**Task instructions**
Starting at the first line of the data, print each line verbatim up to and including the line bearing "box: [478, 299, 535, 349]", omitting pictures.

(Saved data entries)
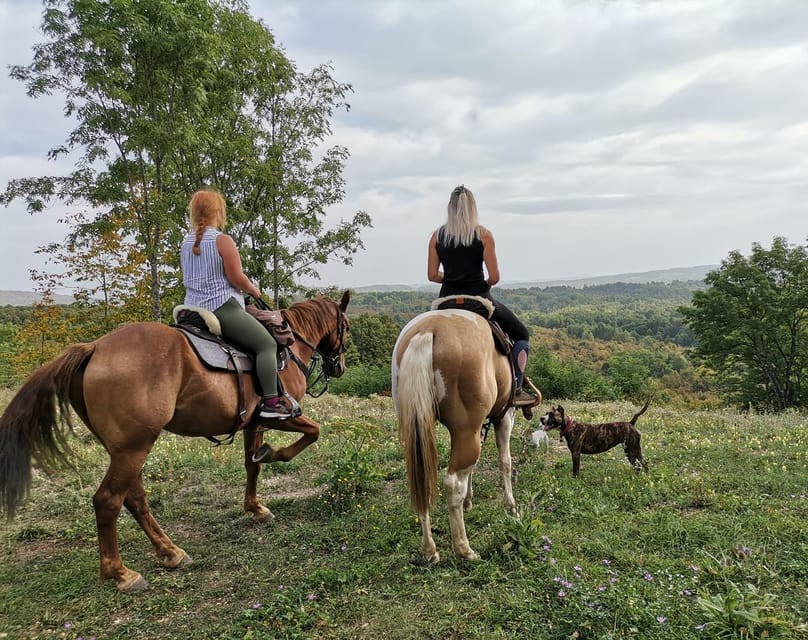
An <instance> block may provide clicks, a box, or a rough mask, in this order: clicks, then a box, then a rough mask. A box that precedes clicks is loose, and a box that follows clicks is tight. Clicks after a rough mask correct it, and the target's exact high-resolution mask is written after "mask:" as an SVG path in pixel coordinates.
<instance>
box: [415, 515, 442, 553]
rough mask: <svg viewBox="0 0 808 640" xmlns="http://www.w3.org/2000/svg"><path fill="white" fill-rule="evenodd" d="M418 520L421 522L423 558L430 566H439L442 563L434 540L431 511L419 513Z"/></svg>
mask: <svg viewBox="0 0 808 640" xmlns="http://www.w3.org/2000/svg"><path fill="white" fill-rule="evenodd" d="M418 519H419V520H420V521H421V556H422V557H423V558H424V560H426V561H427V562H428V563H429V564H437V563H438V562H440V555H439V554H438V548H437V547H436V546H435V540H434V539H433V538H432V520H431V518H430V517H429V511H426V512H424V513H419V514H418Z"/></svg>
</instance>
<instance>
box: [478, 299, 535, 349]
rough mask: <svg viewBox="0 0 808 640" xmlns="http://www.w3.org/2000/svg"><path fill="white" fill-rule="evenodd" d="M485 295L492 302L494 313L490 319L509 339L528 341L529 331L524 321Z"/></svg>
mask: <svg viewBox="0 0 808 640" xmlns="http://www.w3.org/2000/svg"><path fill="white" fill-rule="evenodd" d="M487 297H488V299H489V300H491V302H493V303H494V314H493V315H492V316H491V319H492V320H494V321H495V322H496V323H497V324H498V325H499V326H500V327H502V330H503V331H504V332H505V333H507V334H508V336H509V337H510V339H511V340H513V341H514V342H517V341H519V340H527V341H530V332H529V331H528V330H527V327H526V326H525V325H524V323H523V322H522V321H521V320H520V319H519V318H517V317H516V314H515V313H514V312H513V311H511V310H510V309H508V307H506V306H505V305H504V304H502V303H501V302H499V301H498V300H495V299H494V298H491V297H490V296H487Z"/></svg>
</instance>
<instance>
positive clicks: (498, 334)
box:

**Output for this task**
An <instance> block may provide clicks, a box, or a rough mask, in this order: clicks, then a box, then a rough mask. A box that precedes clicks is loose, and a box that follows clicks is tight. Clicks after a rough mask correct it, and the target's exact high-resolution mask is written after "mask:" as an SVG path in pixel coordinates.
<instance>
box: [415, 515, 442, 553]
rough mask: <svg viewBox="0 0 808 640" xmlns="http://www.w3.org/2000/svg"><path fill="white" fill-rule="evenodd" d="M418 520L421 522L423 558L430 566H439L442 563L434 540L431 511L419 513Z"/></svg>
mask: <svg viewBox="0 0 808 640" xmlns="http://www.w3.org/2000/svg"><path fill="white" fill-rule="evenodd" d="M418 519H419V520H420V521H421V556H422V557H423V558H424V560H426V561H427V562H428V563H429V564H437V563H438V562H440V555H439V554H438V548H437V547H436V546H435V540H434V539H433V538H432V520H431V518H430V517H429V511H426V512H424V513H419V514H418Z"/></svg>
</instance>
<instance>
box: [478, 299, 535, 349]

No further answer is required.